WHAT TO WORK ON
Reproduce all the entries precisely.
******
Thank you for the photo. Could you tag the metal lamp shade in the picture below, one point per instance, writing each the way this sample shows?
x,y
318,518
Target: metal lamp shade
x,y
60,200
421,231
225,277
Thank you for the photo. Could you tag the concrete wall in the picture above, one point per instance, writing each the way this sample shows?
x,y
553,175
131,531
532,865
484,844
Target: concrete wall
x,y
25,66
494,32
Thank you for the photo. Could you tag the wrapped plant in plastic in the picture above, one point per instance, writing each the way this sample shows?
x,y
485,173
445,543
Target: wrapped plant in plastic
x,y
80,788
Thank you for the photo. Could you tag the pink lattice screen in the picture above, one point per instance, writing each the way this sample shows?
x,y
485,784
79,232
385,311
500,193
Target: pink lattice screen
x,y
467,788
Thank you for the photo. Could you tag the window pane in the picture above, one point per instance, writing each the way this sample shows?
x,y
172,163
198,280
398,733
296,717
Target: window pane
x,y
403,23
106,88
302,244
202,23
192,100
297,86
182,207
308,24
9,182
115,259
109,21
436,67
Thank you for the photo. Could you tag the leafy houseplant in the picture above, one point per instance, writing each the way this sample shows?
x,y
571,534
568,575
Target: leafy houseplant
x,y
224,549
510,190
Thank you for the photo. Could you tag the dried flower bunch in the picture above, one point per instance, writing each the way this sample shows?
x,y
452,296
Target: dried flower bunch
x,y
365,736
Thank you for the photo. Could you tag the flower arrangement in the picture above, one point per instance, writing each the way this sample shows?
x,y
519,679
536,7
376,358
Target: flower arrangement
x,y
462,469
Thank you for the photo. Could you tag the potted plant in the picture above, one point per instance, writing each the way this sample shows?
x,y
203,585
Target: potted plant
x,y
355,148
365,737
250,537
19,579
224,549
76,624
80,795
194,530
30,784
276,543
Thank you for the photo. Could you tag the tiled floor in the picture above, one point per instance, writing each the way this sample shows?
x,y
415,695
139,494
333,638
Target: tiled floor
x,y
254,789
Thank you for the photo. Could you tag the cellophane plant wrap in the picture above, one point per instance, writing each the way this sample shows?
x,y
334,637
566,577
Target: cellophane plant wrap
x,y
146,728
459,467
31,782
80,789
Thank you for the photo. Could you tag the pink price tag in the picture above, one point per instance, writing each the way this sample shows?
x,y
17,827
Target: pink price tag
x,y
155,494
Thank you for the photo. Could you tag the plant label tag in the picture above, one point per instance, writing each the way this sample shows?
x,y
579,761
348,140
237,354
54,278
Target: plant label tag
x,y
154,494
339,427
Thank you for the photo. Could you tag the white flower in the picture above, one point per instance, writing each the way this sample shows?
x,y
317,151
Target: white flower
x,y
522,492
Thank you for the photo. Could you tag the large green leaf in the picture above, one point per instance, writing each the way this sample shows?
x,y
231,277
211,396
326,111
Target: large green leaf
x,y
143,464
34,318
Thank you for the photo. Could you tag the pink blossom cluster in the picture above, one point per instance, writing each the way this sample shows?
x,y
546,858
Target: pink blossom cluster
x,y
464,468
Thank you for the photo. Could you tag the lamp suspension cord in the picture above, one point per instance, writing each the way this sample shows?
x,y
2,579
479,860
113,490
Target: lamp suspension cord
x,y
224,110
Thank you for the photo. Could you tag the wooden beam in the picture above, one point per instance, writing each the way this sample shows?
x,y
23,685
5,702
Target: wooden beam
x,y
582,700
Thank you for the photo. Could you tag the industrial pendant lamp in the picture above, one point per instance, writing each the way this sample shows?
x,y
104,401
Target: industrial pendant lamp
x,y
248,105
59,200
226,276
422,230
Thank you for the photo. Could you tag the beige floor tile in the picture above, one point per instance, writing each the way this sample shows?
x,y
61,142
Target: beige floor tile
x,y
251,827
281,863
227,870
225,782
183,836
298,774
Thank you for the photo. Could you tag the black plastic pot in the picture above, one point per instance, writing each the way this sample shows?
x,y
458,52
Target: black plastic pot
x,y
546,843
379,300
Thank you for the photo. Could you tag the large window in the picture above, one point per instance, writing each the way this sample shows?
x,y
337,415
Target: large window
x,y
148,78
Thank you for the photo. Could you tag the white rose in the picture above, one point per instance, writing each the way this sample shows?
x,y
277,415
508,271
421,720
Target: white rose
******
FINAL ANSWER
Thank you for the photo. Could you tag the metal lamp shade in the picture below, one point per instance, writing each the way this sample shows?
x,y
318,518
Target: metal lamp shade
x,y
60,200
421,231
225,277
Thank you for the photo. Could you tag the concrete wall in the picture above, one point per instance, writing each the way this sample shows?
x,y
553,175
131,531
532,865
484,844
Target: concrete wall
x,y
25,66
494,32
Thank you for the photo. Could you tag the wrapped plant in plastic in the picture above, one point per instance, writing each the way this sample shows?
x,y
485,173
445,543
Target: wrapped plant in plastic
x,y
80,788
Thank you for the photo. Could you tag the pink lattice screen in the picture above, one point per instance, writing each the way this sample shows?
x,y
485,784
79,232
385,311
500,193
Target: pink lattice screen
x,y
467,788
Thank you for the photo. Could you tag the window pane in the picture above, one point per instance, writing each the way this sample shows?
x,y
172,163
198,280
398,733
296,717
Target: window pane
x,y
403,23
106,88
302,244
202,23
192,100
297,86
182,207
308,24
9,182
115,259
109,21
436,67
Thank you for the photo. Could you tag the leafy houseplant in the picture above, one point per instance, writing each the way this sample shows?
x,y
571,534
568,575
Target: leafy houseplant
x,y
224,549
510,190
Thank you for the photo. Could you tag the dried flower bunch in the picture above, one point per instance, writing each the way this sample shows?
x,y
452,296
Target: dried flower bunch
x,y
365,736
Thank you for the photo. Could you tag the flower arrangement in the picture above, one point per instance, writing each the way this sample shows?
x,y
519,679
536,7
376,358
Target: flower arrangement
x,y
462,469
Thank you for the photo. Could you tag the potted plant in the picture above, one point per instance, writing each the way this sample shows?
x,y
203,585
Target: potted plant
x,y
355,148
365,737
250,537
19,579
224,549
76,624
80,795
194,530
30,784
276,543
Thank you for the photo. Could you tag the tiled floor in the picture above, one point per instance, writing each the way this sample shows?
x,y
415,695
139,494
333,638
Target: tiled floor
x,y
254,789
Thank you for the photo. Could you tag the cellophane plant wrap in the picture above, one point per instance, writing each the way this sample shows?
x,y
334,637
566,577
Target: cellophane plant wrap
x,y
146,728
459,467
31,782
80,789
Thank you for the photo. Could you tag the pink price tag in the picture above, one point per instance, writing each the way this sample shows?
x,y
17,827
Target: pink price tag
x,y
155,494
Thank you for the photo. Could you tag the plant label tag in the picture above, one point per instance, writing each the way this sample shows?
x,y
579,761
348,140
237,354
54,278
Target: plant label tag
x,y
154,494
339,427
Thank you for the photo. Could you tag the white flower in the picture above, one point per instance, writing each the way this sample shows?
x,y
317,151
Target: white flower
x,y
522,492
Thank you for the photo. Could you tag the large green leaf in the picture above, one point per instance, writing each the way this sample shows?
x,y
231,277
211,396
326,111
Target: large green leaf
x,y
143,464
34,318
Thank you for the photo. Could you tag the pink blossom cluster in the picture above, one point per instance, writing each the way this sample shows?
x,y
546,858
Target: pink blossom cluster
x,y
464,468
Thank you for the photo. Could you tag the lamp suspension cord in the picture above, one point per instance, writing each the way this sample shows?
x,y
2,579
479,860
113,490
Target: lamp suspension cord
x,y
224,110
Thank you for the photo. Could you tag the wooden beam in the picture above, one point per instance, writing each the way this sample shows?
x,y
23,685
5,702
Target: wooden beam
x,y
582,700
Thank you for the photo. Could you tag the industrial pendant lamp in the picture above, one point per instance, writing each the way this sample shows?
x,y
104,401
Target: industrial pendant lamp
x,y
248,105
59,200
226,276
422,230
Thank you for the photo. Could you tag the beige floor tile in the picture above, one point per instance, writing each the way this sample shows?
x,y
61,142
Target: beige floor tile
x,y
251,827
281,863
227,870
225,782
183,836
298,774
Thank you for the photo. Could you tag the black plastic pot in the picture above, one point per instance, writing each the way this sample shows?
x,y
458,52
Target: black plastic pot
x,y
546,843
379,300
Thank you for the photo. Could you tag the large window in the picture above, one point per instance, writing each the way this sample shows?
x,y
337,415
Target: large window
x,y
148,78
Thank you for the photo. Could you tag the white rose in the picture above, one point per instance, writing each the way this sample shows?
x,y
277,415
508,271
421,720
Target: white rose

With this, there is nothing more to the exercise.